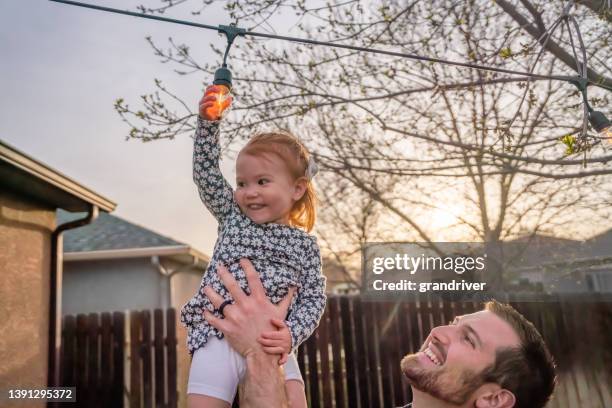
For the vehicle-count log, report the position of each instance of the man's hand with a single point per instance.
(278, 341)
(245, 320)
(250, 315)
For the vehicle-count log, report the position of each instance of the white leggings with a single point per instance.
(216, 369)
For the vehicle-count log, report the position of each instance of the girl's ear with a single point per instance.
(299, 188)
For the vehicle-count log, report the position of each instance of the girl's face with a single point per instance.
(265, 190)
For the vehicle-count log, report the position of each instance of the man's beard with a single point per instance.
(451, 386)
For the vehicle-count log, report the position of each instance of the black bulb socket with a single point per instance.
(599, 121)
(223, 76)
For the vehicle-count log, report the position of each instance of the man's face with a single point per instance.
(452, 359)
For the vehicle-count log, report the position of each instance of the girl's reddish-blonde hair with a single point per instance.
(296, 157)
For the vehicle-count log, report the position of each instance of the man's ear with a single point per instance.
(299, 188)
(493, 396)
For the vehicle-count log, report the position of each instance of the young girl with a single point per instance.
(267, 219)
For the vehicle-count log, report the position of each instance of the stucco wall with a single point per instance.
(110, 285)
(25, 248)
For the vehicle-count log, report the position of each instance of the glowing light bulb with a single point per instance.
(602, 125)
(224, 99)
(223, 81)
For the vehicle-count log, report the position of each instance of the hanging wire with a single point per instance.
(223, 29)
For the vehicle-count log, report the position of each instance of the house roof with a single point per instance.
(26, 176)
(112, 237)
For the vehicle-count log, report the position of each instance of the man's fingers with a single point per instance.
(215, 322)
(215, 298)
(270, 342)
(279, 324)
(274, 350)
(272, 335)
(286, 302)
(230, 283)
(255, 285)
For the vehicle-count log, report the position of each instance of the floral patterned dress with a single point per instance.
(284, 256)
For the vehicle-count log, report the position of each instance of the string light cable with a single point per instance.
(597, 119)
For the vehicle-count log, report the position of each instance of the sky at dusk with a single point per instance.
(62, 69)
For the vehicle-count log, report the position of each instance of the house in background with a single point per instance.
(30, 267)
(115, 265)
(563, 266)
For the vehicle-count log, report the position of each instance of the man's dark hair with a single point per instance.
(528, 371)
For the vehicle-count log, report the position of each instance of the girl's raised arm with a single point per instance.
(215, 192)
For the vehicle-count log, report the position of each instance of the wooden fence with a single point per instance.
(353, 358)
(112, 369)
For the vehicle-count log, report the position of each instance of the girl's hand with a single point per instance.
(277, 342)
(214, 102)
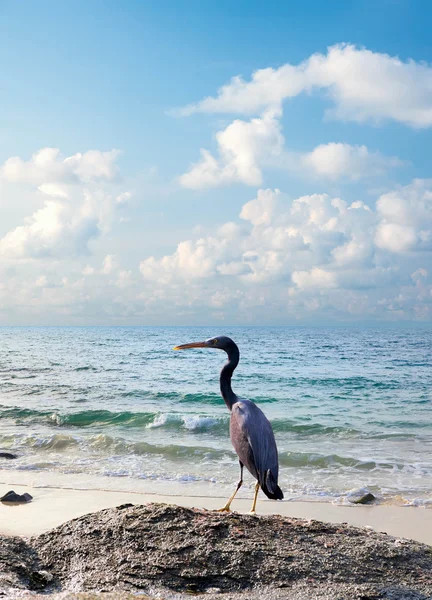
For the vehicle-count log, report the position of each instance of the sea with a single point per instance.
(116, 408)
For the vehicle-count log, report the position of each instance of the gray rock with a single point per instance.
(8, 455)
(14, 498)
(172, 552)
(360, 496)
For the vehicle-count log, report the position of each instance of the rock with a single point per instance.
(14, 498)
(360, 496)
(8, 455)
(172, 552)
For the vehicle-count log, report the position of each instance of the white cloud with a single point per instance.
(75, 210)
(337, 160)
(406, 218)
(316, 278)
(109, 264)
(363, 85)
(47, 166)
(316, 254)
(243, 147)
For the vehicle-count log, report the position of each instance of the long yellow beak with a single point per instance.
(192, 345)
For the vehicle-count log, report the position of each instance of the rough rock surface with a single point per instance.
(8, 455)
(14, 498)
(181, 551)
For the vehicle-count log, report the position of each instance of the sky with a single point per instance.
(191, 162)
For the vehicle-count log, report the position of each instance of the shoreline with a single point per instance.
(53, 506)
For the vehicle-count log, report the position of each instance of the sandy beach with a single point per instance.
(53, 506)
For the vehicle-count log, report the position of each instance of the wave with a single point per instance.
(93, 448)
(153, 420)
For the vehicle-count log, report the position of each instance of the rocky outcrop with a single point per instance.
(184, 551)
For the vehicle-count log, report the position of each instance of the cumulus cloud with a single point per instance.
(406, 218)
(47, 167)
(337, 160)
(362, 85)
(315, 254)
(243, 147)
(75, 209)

_Aim of the exercise_
Retype all of the material above word for word, leaving the pictures out of your answer.

_Complete output_
For the vehicle-count log, report the position of each instance of the man's hand with a single point per instance.
(278, 341)
(245, 320)
(250, 315)
For the vehicle-count log, report the position of each instance of the white leggings with a single point per instance.
(216, 369)
For the vehicle-count log, report the position of each instance of the girl's ear with a single point per instance.
(299, 188)
For the vehicle-count log, report the position of each instance of the girl's face with a single point per instance.
(265, 190)
For the vehicle-count log, report the position of each instance of the man's beard with a single point per instance.
(451, 386)
For the vehicle-count log, report the position of each instance of the black bulb socket with a single point per instance.
(599, 121)
(223, 76)
For the vehicle-count log, report the position of each instance of the man's face with a single point per instance.
(452, 359)
For the vehicle-count log, report the position of each instance of the girl's reddish-blonde hair with a single point per instance.
(296, 157)
For the vehicle-count log, report the position of each instance of the man's ear with a single point per instance.
(299, 188)
(493, 396)
For the vehicle-count log, report the position of each instance of the young girl with a single point per instance.
(267, 219)
For the vehicle-count log, report the position of each instance of the stucco wall with a single point per instance.
(110, 285)
(25, 248)
For the vehicle-count log, report the position of each instance of the glowing light bulb with a single point per instance.
(602, 125)
(224, 99)
(223, 81)
For the vehicle-count log, report the position of each instance of the hanging wire with a single point per instance.
(223, 29)
For the vehicle-count log, report the position of each instance of the house roof with a single point per instance.
(26, 176)
(112, 237)
For the vehicle-count log, report the position of each instance of the man's fingers with a single point per instance.
(215, 322)
(215, 298)
(270, 342)
(279, 324)
(274, 350)
(272, 335)
(286, 302)
(230, 283)
(255, 285)
For the vehicle-count log, report the position of each instance of the floral patterned dress with a single point per instance.
(284, 256)
For the vehicle-count log, report the position of each instance of the string light cable with a single point per instance.
(597, 119)
For the vehicle-count log, report the position of each instance of the sky at dusk with a single point per instance.
(62, 69)
For the vehicle-count log, report the position of each instance of the house in background with a single point per instance.
(30, 267)
(115, 265)
(563, 266)
For the vehicle-count log, report the position of each instance of the man's dark hair with a single point per instance.
(528, 371)
For the vehicle-count log, report the position of each instance of the girl's raised arm with a single point per instance.
(215, 192)
For the vehicle-count log, report the position of each instance of the wooden fence with a single point per instance.
(353, 358)
(112, 369)
For the vehicle-count log, report the position of each instance of the girl's hand with a single point per instance.
(277, 342)
(214, 102)
For the vehicle-count log, report the position of each instance of the sea with a single point per instance.
(116, 408)
For the vehicle-count log, report the position of each instance of the gray rock with a single point per instance.
(8, 455)
(14, 498)
(172, 552)
(360, 496)
For the vehicle-count log, report the position of each instance of the rock with a single point per instance.
(14, 498)
(360, 496)
(8, 455)
(172, 552)
For the vehicle-count log, report the position of each instance of the white cloud with a single point per instance.
(75, 210)
(337, 160)
(406, 218)
(316, 278)
(109, 264)
(363, 85)
(47, 166)
(316, 254)
(243, 147)
For the vehicle-count log, report the position of each instance of the long yellow beak with a single point per instance.
(192, 345)
For the vehicle-count log, report the position of each instance of the rough rock surface with a single point per instance.
(8, 455)
(14, 498)
(181, 551)
For the vehicle-count log, report the position of each instance of the sky with a single point per instance.
(191, 162)
For the vehicle-count log, report the position of each instance of the shoreline with a single point per instance.
(53, 506)
For the vehicle-count log, report the position of each instance of the sandy beach with a single point per instance.
(53, 506)
For the vehicle-count log, report the position of each instance of the wave with a single point per instance.
(93, 448)
(153, 420)
For the vehicle-count log, report the position of each instance of the rocky outcrop with a single point per instance.
(184, 551)
For the vehicle-count log, report the position of each instance of the cumulus cloud with a single point per instance.
(406, 218)
(47, 167)
(337, 160)
(362, 85)
(315, 254)
(243, 147)
(75, 209)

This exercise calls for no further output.